WHAT TO DO
Print the material below line for line, changing nothing.

━━ MATERIAL FOR THIS EXERCISE ━━

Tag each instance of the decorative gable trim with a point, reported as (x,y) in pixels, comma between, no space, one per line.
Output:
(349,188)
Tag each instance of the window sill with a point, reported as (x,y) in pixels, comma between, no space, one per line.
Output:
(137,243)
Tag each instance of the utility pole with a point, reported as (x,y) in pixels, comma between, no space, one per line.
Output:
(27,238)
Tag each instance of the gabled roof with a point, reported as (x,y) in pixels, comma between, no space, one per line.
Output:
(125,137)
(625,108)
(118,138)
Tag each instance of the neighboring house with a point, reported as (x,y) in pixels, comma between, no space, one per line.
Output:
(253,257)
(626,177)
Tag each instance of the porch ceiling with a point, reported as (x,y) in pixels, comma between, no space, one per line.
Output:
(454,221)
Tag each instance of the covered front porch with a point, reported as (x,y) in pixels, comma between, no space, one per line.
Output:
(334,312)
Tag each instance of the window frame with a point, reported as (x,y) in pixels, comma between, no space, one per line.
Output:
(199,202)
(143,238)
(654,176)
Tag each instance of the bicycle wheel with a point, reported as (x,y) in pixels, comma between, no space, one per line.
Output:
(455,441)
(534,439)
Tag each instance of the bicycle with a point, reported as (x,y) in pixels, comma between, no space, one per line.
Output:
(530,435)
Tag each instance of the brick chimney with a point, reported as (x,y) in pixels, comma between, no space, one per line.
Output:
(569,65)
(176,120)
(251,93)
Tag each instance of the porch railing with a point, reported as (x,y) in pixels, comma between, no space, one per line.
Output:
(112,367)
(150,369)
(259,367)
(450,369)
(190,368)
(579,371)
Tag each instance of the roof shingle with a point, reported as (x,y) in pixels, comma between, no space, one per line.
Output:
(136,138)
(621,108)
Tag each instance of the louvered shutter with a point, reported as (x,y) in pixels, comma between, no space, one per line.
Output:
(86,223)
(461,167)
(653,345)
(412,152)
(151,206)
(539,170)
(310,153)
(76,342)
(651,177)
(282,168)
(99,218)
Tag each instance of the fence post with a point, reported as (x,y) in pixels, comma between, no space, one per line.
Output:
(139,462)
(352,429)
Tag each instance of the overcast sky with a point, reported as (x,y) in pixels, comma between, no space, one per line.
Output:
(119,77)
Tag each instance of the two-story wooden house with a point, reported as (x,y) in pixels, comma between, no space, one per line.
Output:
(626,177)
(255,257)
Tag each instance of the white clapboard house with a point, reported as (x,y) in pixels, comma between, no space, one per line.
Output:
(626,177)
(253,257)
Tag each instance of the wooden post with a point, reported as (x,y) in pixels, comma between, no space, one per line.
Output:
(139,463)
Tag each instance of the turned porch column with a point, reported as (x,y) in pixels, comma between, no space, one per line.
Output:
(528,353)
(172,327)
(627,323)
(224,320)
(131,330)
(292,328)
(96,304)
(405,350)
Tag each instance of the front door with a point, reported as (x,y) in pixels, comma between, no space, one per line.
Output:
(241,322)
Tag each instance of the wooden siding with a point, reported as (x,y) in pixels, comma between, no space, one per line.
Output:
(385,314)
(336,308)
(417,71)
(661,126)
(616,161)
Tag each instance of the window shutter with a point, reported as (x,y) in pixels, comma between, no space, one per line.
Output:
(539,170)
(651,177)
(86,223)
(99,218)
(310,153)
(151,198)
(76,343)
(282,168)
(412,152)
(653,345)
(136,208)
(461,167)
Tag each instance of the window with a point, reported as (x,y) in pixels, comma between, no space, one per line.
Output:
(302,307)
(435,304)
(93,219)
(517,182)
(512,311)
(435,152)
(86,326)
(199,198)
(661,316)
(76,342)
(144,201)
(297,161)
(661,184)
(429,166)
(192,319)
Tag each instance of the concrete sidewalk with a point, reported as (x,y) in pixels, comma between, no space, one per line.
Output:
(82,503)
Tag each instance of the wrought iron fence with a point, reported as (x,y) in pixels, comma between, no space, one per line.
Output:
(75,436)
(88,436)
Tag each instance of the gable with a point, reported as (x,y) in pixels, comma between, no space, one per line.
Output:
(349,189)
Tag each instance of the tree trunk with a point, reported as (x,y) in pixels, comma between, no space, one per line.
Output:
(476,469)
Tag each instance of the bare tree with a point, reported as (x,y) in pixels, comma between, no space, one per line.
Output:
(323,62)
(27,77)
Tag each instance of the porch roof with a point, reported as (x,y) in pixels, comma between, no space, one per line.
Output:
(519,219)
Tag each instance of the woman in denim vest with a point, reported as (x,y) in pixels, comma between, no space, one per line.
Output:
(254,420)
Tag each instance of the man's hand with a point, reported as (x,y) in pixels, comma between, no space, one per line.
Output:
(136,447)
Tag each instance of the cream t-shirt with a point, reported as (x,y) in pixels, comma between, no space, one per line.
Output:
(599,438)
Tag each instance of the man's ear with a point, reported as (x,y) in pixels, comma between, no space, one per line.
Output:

━━━

COMPLETE RESPONSE
Tag each instance of the decorative gable trim with a point, reported as (x,y) in pixels, comma between, no space, one per line.
Output:
(349,188)
Tag each instance of the window sill with a point, reported as (x,y) in pixels, comma between, no space, one per line.
Output:
(137,243)
Tag each instance of the utility pole with a point, reported as (x,y) in pixels, comma between, no space, one per line.
Output:
(27,238)
Tag each instance of the gabled roof with a point, reported as (x,y) in pixels, comma between, no space, one per line.
Output:
(125,137)
(625,108)
(118,138)
Tag each instance of the neighboring house with a point, reported as (x,y) in pixels, comma between, no space, one per line.
Output:
(253,257)
(626,177)
Tag each instance of the porch ceiling with a point, reported as (x,y) in pixels, comma between, no space, one per line.
Output:
(454,221)
Tag each instance of the covered front porch with a point, reported as (x,y) in pixels, comma between, no space, one per line.
Output:
(334,312)
Tag each instance of the window frame with a point, reported as (x,y) in pixels, comma between, no space, one per line.
Output:
(199,202)
(143,238)
(654,176)
Tag each instance of the bicycle wheel with a point, reported as (x,y) in pixels, comma between, no space, one per line.
Output:
(455,441)
(534,439)
Tag each instance of the bicycle with a point, reported as (x,y) in pixels, comma between, no space, one per line.
Output:
(530,435)
Tag each instance of the brick chimney with a point, reported as (x,y) in pixels, comma between, no space, one per line.
Output:
(569,65)
(176,120)
(251,93)
Tag each instance of the porch railing with a point, reported as (x,y) in pixels, comma between, no space, one per line.
Output:
(112,367)
(150,369)
(259,367)
(450,369)
(190,368)
(579,371)
Tag each instance of the roof shingle with a point, reported as (x,y) in pixels, comma between, no space, one per line.
Output:
(136,138)
(621,108)
Tag each instance of the louvered shutter with a point, reported as (x,y) in pixels, comma between, no space, one per line.
Output:
(86,223)
(461,167)
(653,345)
(412,152)
(151,206)
(539,170)
(310,153)
(76,342)
(651,177)
(282,168)
(99,218)
Tag each instance of the fence post with a point, reported as (x,y) in pixels, comma between, no space, one per line.
Output:
(139,462)
(352,429)
Tag each instance of the overcast sky with a point, reported as (x,y) in pixels, comma between, no space, one per line.
Output:
(119,77)
Tag each instance of the two-story wooden house with a point, reported as (x,y) in pixels, comma between, no space, one per line.
Output:
(626,177)
(255,257)
Tag each instance of the white clapboard house with a point, reported as (x,y) in pixels, comma between, no space, one per line.
Output:
(626,177)
(253,257)
Tag each instance of the wooden post with a point, reported as (x,y) in pixels, comma between, no space, one per line.
Output:
(139,463)
Tag each instance of the turned porch column with a point, reported as (x,y) in pixels, comma between, no space, one per line.
Output:
(528,353)
(172,327)
(627,323)
(224,320)
(131,330)
(292,328)
(96,304)
(405,350)
Tag each instance of the front door with a point, reported as (x,y) in pixels, comma between, no space, one per line.
Output:
(241,322)
Tag each instance of the wooden siding with a point, reported as (x,y) in pixels, comma between, no space, one per line.
Output:
(385,314)
(336,308)
(417,71)
(661,126)
(616,161)
Tag each instance of the window shutter with a point, reported as (x,y) in pixels, comma between, no space, one per line.
Output:
(539,170)
(651,177)
(86,223)
(99,218)
(310,153)
(151,198)
(76,343)
(282,168)
(412,152)
(653,345)
(136,208)
(461,167)
Tag each instance of the window with a point, reported as (x,y) in pixels, comma between, no space, one per line.
Output:
(302,307)
(435,304)
(93,219)
(517,182)
(512,311)
(435,152)
(86,326)
(199,198)
(661,316)
(76,342)
(144,201)
(297,161)
(661,184)
(429,166)
(192,319)
Tag each instance of the concrete sidewalk with a point, reported as (x,y) in pixels, comma between, no space, one per line.
Output:
(82,503)
Tag each instance of the wrought iron fence with a point, reported as (x,y) in pixels, comma between, no space, one per line.
Output:
(75,436)
(88,436)
Tag each instance of the gable with a point, reported as (x,y) in pixels, comma between, no space, one per line.
Output:
(349,189)
Tag each instance of the tree trunk with a point, reported as (x,y) in pixels, comma between, no space, one per line.
Output:
(476,469)
Tag each instance of the bare tree with a point, reported as (x,y) in pixels, comma between, no space, one per line.
Output:
(323,62)
(27,77)
Tag each instance of the porch roof with a point, reported as (x,y) in pixels, comma between, no space, one per line.
Output:
(519,219)
Tag each instance of the woman in denim vest with a point, reported as (x,y) in pixels, comma between, no space, one per line.
Output:
(254,420)
Tag each instance of the man's hand with a point, reported as (x,y) in pixels, comma between, no space, one per line.
Output:
(136,447)
Tag each instance of the cream t-shirt with a point, reported as (x,y) in pixels, comma between, no space, one per line.
Output:
(599,438)
Tag each instance of the man's ear with a point, reported as (x,y) in pixels, comma between, no space, one per line.
Output:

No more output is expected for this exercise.